WHAT TO PRODUCE: Pull out every line in the material below that contains the word "white". Case counts.

EXTRACTED MATERIAL:

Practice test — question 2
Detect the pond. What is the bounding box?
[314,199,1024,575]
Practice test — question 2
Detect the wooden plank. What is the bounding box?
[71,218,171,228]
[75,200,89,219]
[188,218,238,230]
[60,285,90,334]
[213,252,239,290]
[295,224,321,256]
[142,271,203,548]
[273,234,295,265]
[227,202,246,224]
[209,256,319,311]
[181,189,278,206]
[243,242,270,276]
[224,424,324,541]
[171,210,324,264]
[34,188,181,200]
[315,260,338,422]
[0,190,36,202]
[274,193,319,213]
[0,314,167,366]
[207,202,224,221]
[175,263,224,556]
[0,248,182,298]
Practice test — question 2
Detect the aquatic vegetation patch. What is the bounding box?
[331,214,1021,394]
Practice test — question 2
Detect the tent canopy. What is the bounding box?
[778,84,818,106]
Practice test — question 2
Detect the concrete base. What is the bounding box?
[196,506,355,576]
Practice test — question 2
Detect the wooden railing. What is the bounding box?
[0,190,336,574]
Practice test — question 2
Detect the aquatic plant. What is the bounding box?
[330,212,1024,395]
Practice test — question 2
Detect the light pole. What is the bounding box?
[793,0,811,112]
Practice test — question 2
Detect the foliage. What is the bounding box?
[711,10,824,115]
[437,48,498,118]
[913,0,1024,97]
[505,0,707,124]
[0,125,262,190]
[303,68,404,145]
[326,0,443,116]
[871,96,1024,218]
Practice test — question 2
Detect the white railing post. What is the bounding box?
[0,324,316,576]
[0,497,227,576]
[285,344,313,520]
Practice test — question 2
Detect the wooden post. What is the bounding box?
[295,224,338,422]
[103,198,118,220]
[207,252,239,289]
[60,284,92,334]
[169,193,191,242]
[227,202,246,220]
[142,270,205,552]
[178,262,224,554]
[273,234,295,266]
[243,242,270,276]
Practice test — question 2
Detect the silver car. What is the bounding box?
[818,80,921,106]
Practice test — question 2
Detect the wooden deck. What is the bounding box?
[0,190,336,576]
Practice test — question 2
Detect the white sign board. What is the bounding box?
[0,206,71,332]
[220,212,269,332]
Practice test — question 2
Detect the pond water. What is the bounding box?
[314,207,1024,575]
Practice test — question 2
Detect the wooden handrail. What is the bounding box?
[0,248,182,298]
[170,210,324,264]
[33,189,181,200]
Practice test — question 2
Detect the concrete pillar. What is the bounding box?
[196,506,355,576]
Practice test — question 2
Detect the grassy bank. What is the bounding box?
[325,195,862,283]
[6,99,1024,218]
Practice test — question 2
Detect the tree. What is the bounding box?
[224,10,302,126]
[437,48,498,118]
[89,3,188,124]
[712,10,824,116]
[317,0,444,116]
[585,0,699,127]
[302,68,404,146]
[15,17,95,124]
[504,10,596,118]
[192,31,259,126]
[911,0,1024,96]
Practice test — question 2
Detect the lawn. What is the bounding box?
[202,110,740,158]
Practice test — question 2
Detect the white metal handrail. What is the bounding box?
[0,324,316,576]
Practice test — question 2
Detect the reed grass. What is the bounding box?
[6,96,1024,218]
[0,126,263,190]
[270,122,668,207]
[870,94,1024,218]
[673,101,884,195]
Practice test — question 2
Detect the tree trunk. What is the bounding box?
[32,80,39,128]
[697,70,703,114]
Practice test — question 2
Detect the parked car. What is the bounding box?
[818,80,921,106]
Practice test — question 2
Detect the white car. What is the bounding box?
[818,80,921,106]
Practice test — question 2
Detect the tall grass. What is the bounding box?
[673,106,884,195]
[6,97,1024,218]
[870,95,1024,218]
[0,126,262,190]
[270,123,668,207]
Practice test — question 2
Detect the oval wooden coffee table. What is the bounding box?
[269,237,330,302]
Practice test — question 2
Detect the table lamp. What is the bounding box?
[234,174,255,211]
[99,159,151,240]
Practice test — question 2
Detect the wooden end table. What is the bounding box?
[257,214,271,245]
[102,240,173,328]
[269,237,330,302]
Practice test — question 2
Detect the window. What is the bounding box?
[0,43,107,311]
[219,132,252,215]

RESULT OF THE TASK:
Detect the white railing post. What is the bounding box?
Detect the white sign board. What is the bounding box?
Detect the white metal handrail. What is the bounding box?
Detect the white car. What is the bounding box?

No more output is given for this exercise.